TEXT BLOCK ▸
The “NSA Affair” still commands German headlines. Over the weekend, the news was dominated by the fit-for-a-spy-novel revelations that the top floor of the U.S. Embassy on Pariser Platz (overlooking the Brandenburger Tor and the Reichstag) apparently housed equipment and officials that listened in on Chancellor Merkel’s calls. There is a great picture here. It all seems so 20th Century. Except that the fallout serves as a vivid reminder of the loss of U.S. soft power in this century. On Monday, Die Zeit describes the outrage in Germany as increasing. German politicians (from the right, left, and center) continue to take a hard line: still calling for the suspension of EU-US trade talks; proposing a U.N. General Assembly resolution; sending a high level German delegation to the U.S. to demand more information; suggesting trilateral U.S.-French-German talks; describing a German parliamentary investigation as unavoidable; suggesting that the E.U. should stop sharing information with the U.S. about international air passengers and should abandon the Swift-Code agreement to hinder international bank transfers to and from the U.S. Reports also suggest that a preliminary criminal investigation is underway. The Minister of the Interior emphasized that if the Americans listened in on cell phone conversations in Germany, they “violated German law on German soil” and that those responsible should be held accountable.

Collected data
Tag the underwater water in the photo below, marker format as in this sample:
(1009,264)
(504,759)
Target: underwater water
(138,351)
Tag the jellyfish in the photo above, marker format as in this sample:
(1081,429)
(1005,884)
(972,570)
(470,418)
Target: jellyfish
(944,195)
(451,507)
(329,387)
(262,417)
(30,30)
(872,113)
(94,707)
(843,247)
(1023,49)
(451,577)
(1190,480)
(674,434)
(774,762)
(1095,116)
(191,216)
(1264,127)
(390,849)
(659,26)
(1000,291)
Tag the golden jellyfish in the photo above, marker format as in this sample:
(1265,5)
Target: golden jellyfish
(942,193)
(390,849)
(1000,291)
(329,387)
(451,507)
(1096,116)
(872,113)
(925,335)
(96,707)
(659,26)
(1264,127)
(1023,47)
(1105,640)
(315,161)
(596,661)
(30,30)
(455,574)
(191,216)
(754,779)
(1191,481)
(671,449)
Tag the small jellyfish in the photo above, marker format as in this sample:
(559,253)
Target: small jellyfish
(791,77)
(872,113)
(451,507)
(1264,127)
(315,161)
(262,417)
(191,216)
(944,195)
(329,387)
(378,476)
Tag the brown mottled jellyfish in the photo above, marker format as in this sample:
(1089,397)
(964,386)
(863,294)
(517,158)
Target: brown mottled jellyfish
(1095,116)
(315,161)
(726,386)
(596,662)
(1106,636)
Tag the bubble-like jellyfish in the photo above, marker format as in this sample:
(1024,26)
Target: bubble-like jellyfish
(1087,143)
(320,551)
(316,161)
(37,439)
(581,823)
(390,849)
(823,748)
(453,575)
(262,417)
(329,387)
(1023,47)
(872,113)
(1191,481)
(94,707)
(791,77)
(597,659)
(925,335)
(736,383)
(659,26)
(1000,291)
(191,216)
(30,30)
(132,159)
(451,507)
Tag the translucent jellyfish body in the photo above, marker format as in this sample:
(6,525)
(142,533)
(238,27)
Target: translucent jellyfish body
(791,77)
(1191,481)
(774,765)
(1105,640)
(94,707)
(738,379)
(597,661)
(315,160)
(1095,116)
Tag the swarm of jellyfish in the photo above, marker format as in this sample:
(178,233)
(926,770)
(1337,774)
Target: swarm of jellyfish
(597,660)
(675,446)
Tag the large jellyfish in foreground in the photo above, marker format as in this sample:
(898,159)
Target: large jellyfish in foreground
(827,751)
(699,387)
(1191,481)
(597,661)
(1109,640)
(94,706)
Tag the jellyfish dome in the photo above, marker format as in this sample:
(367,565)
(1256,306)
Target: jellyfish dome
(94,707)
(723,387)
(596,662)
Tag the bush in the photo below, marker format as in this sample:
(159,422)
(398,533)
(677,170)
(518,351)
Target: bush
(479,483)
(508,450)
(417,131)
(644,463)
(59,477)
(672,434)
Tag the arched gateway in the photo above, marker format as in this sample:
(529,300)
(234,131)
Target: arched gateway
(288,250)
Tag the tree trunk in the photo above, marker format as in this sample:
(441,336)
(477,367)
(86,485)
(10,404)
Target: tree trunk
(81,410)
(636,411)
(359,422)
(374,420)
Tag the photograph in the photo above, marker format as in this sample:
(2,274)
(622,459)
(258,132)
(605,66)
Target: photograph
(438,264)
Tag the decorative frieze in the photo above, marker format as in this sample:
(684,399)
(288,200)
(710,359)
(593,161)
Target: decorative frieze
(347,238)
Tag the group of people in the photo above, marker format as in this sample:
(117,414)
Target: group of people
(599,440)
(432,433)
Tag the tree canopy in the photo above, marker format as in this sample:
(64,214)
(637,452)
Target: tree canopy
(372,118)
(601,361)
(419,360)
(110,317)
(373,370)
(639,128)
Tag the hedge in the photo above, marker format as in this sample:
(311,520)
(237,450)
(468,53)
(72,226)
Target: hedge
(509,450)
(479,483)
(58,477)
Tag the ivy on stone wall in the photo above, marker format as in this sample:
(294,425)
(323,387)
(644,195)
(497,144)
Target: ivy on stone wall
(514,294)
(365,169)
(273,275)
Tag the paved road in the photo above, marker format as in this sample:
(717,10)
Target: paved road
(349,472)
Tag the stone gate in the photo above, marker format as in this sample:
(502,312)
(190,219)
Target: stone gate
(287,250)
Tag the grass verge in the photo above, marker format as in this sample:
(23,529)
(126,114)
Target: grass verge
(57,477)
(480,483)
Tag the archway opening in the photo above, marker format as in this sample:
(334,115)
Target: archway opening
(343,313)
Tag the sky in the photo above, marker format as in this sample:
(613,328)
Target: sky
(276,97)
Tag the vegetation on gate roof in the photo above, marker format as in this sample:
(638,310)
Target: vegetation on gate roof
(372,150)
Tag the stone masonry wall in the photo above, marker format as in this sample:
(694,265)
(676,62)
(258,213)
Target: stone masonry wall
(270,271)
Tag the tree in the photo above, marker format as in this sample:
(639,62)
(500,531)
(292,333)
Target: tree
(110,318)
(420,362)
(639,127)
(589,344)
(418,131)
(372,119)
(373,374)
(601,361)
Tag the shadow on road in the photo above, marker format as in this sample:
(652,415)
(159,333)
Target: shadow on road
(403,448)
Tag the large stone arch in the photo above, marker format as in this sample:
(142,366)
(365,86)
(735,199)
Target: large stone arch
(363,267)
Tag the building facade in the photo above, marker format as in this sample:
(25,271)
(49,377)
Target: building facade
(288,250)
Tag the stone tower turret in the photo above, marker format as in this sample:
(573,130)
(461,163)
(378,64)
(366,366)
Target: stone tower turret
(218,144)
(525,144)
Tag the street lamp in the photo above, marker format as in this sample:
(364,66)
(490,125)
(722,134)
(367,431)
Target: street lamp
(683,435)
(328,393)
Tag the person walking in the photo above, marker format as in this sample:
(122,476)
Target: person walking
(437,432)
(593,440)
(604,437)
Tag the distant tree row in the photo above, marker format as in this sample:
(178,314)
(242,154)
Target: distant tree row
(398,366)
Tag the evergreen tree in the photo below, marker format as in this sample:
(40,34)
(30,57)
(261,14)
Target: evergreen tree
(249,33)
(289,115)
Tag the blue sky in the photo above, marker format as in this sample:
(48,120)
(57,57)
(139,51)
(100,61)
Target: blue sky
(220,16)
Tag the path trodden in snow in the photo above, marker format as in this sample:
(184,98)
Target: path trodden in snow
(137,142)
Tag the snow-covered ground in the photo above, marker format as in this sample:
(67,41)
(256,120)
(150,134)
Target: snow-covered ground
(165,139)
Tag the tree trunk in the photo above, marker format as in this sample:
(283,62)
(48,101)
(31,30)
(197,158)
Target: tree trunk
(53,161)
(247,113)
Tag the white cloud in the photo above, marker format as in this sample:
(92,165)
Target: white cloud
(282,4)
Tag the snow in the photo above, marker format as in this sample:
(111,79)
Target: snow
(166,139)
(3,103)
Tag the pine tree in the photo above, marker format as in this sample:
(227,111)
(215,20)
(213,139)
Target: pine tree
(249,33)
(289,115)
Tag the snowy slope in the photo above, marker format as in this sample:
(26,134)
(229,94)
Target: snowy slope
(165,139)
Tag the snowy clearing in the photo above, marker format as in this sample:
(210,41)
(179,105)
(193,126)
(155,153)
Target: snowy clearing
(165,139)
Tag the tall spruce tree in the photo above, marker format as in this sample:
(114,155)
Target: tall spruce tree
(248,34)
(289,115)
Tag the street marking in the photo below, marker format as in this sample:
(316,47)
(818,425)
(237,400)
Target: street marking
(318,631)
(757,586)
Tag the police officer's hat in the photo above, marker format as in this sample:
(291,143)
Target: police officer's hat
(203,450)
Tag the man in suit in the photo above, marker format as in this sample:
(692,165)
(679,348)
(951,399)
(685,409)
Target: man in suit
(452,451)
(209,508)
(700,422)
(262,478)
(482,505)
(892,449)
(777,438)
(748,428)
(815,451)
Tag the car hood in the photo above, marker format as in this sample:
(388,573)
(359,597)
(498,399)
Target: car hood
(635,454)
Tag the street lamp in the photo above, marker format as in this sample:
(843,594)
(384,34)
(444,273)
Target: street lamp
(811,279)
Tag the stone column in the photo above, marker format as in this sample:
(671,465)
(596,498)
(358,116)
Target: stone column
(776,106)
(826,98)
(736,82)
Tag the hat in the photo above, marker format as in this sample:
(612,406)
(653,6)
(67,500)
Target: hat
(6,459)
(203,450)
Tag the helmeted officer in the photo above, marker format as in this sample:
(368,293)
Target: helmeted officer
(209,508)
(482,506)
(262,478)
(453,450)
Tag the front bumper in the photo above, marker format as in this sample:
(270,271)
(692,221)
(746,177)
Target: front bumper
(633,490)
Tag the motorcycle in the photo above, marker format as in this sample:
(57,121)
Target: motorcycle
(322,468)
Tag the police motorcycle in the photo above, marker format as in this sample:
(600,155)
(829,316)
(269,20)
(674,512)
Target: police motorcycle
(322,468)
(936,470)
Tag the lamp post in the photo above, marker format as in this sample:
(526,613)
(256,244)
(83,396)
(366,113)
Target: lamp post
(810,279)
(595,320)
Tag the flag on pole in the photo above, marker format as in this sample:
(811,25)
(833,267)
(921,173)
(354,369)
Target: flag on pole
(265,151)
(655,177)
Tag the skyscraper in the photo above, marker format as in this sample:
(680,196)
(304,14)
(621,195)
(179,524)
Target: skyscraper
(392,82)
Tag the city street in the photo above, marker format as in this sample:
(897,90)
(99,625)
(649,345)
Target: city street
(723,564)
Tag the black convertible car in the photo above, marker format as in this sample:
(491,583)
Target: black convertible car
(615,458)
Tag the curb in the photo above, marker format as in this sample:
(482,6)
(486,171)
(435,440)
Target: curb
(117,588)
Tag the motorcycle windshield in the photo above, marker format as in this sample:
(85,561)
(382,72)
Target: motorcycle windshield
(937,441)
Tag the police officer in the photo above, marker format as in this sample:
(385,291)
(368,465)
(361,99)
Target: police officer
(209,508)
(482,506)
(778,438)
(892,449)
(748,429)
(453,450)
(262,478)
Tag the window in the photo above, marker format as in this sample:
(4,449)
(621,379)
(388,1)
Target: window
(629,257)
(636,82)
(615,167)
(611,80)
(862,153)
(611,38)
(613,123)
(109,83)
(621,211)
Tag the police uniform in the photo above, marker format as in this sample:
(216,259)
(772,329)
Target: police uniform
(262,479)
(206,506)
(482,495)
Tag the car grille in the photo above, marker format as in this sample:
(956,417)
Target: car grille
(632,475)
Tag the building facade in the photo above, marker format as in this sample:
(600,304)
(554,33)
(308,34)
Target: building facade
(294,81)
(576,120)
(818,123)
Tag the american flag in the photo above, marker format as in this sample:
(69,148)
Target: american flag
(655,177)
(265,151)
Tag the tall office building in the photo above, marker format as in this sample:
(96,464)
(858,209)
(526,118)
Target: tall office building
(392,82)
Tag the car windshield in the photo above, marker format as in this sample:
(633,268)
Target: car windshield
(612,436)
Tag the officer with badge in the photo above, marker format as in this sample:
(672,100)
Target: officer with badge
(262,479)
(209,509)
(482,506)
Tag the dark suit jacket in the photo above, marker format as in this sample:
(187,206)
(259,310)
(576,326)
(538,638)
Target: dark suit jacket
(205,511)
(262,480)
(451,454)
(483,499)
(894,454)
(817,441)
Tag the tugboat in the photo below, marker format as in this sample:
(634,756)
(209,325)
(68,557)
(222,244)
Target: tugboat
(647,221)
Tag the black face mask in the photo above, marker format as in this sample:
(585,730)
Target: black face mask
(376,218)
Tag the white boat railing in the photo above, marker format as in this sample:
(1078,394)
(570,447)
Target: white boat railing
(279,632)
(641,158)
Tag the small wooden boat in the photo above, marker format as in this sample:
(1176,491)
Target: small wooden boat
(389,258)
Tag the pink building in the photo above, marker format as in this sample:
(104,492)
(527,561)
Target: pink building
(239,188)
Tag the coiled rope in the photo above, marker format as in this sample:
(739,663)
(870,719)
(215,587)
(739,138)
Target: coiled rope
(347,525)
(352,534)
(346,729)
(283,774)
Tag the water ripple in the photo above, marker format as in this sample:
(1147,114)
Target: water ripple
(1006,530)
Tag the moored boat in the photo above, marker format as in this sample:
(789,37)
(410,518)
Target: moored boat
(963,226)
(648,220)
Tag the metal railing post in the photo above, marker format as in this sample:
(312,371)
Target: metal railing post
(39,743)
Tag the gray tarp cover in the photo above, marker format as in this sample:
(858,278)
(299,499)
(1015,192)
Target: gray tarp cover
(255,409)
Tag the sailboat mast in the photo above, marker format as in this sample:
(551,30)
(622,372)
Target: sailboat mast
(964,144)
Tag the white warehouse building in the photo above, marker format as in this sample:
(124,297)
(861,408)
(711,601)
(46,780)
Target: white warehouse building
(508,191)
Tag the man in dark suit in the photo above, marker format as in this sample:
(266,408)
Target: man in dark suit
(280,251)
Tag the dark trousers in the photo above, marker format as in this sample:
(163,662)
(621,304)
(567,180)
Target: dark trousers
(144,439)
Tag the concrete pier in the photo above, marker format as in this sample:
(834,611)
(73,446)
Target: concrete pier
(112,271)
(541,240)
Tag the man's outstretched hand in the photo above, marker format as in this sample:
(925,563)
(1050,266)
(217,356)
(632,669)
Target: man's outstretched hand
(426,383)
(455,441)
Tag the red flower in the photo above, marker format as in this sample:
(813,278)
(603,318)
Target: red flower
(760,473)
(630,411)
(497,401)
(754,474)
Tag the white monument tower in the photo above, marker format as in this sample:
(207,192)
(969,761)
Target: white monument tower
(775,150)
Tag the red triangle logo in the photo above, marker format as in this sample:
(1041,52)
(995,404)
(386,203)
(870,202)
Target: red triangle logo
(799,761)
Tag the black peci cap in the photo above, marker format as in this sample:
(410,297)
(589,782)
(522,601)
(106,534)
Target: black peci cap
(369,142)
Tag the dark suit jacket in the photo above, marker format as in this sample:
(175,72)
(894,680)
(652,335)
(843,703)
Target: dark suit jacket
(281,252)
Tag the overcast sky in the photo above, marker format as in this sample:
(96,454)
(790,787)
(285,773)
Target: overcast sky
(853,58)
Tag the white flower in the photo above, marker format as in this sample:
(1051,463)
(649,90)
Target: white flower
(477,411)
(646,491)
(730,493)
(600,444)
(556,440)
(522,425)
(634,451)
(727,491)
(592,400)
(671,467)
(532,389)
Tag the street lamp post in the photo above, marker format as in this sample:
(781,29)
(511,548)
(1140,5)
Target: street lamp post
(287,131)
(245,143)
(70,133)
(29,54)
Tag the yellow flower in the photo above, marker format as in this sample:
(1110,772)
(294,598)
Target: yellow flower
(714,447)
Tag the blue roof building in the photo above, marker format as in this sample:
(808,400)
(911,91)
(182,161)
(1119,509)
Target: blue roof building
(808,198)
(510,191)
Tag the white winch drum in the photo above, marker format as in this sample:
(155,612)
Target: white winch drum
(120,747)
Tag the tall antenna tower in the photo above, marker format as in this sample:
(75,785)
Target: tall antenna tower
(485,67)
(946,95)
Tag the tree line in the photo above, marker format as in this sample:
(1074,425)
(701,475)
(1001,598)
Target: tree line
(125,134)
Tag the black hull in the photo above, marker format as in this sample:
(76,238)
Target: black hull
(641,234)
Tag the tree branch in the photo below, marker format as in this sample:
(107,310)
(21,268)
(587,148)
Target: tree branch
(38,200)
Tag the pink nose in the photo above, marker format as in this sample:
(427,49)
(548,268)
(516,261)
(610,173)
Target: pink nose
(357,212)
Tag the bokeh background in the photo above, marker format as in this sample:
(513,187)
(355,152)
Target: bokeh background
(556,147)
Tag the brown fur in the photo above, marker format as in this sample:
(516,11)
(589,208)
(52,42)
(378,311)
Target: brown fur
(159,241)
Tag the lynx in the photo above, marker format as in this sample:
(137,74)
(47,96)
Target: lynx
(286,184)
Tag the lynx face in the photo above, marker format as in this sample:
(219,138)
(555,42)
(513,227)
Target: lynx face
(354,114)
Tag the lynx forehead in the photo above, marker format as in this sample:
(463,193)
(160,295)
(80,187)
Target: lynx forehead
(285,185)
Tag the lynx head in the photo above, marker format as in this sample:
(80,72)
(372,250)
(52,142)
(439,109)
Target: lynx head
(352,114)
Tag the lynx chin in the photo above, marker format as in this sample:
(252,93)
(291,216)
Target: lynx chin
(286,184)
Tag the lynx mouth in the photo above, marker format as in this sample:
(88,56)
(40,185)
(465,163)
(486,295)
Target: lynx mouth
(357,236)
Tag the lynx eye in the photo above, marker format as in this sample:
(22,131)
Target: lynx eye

SHORT EXERCISE ▸
Carry on the piece about German reactions to the NSA affair, starting right after its last sentence.

TASK ANSWER ▸
Are criminal prosecutions a real possibility? I think it unlikely. The news reports did not analyze—or even raise—the question of immunity for the people sitting behind the windowless facade on the top floor of the embassy. The Vienna Convention on Diplomatic Relations, to which both Germany and the United States are parties, provides immunity from arrest, detention and criminal jurisdiction not just for diplomats but also for “members of the administrative and technical staff.” Articles 29, 31, 37(2).
Are the people engaged in data collection—allegedly from the NSA “Special Collection Services”—employed “in the administrative and technical service of mission,” so as to qualify for immunity under the treaty? Art. 1(f). Article 10 requires the sending state (the U.S.) to inform the receiving state (Germany) of the arrival of a member of the mission, including administrative and technical staff. Assuming that the U.S. did so with respect to whomever is doing the data collection (probably a fair assumption, I think), then the U.S. will argue that the matter is closed. In 2011, questions arose as to whether Raymond Davis, a CIA agent in Pakistan who shot and killed two people, was entitled to immunity as “administrative and technical staff.” The U.S. maintained that the only relevant question is: “was he notified as a member of the administrative and technical staff upon entry to the Ministry of Foreign Affairs? And the answer to that question was yes. . . . When someone enters our country, if that person is notified as a member of the administrative and technical staff of a diplomatic mission that’s the end of the story on that side.” Under heavy pressure from the United States (along with a large financial payment to the victims’ families), Pakistan released Davis without trying him, although Pakistan did not officially state that that Davis was entitled immunity.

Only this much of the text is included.